• EXCERPT TO READ

◇ ◇ ◇ ◇ ◇

Sam Lacey

by Mike Magers

Sam Lacey was a 6’10” center in the NBA for 13 seasons.  He played most of his career with the Kansas City Kings, now located in Sacramento, California.  After a successful college career at New Mexico State University, he was drafted 5th overall by the Cincinnati Royals in 1970.  This is the same franchise that evolved into the Kansas City-Omaha Kings in 1972-73, later changing the name to the Kansas City Kings, as they existed all of Lacey’s career with the club.

SamLacey

Lacey was born in Indianola, Mississippi in 1948 and attended Gentry High School in the Mississippi Delta town.  When he signed his first five year professional contract with the Cincinnati club in May of 1970, Indianola declared a certain day “Sam Lacey Day” held a celebration for him including with a parade down Main Street from downtown to his old high school.  It was estimated that there were between 6,000 and 7,000 in attendance for the parade.  The ceremonies continued at his high school football field where he was presented with a plaque.  He was honored by his high school coach Andrew Brown, the mayor of Indianola, the president of the Indianola Chamber of Commerce, along with representatives from the Royals and New Mexico State (represented by Hubert Middleton, Jr., teammate Jimmy Collins and Indianola’s most recent NMSU recruit Coolidge Ball).  Coach Henson was lecturing in California and sent a note of regret.  Mayor D. L. Cole’s remarks included his congratulations and a commendation that Lacey had been a model citizen of Indianola, never even having received as much as a traffic ticket.

Sam signed his Cincinnati Royals contract for over 1.4 million dollars.  Lacey said that he had been advised some weeks earlier that he would probably be among the first 10 players chosen in the NBA draft.  However, he learned that he had been taken at number 5 from his NMSU coach Lou Henson.

◇ ◇ ◇ ◇ ◇

• DATA SECTION
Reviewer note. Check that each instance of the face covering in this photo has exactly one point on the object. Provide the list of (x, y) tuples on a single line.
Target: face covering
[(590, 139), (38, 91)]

◇ ◇ ◇ ◇ ◇

• STUDY QUESTIONS
a: In the Sam Lacey article, how many people were estimated to have attended the parade in Indianola?
b: Resume the Sam Lacey article with a paragraph that follows on from its final sentence.

• EXPECTED RESPONSES
a: Between 6,000 and 7,000 people.

b:
Lacey had started playing basketball in the ninth grade and credited Andrew Brown, his Gentry high school coach for the last two years, with teaching him the fundamentals of shooting and defense.  Lacey also gave Brown credit for instilling in him a competitive attitude that he had carried with him ever since.  By the time Sam had completed his college career, both of his parents had died, leaving his older sister to raise their three youngest siblings.  While at Indianola for the ceremonies, Lacey vowed to use part of his signing bonus to build a home for his sister and their siblings.

While at NMSU and playing under Coach Henson, the Aggies won 74 games against only 14 losses.  Lacey and guard Jimmy Collins are credited with taking the NMSU team to its only final four appearance in the 1969-1970 season.  On the road to the final four, they defeated Rice, Kansas State and Drake before falling 93-77 to the eventual champion UCLA (led by starters that included such future NBA players as Sidney Wicks and Henry Bibby) and finishing the year at 23-7.  For his efforts, Lacey was named a  first team All-American by Baskeball News.  He was also named to the Midwest Regional All-Tournament Team in the NCAA Tournament.

In the NBA, Lacey played in 1,002 games, averaging 31.8 minutes played.  He accumulated 9,687 rebounds, 3,754 assists, 999 steals, 1,160 blocked shots and scored 10,303 points despite facing some of the finest players in the history of the NBA.  His teams reached the NBA playoffs four times.  Lacey was named to the NBA All-Star team in 1975.  Only four other players in the NBA have recorded 100 blocked shots and 100 steals in six consecutive seasons.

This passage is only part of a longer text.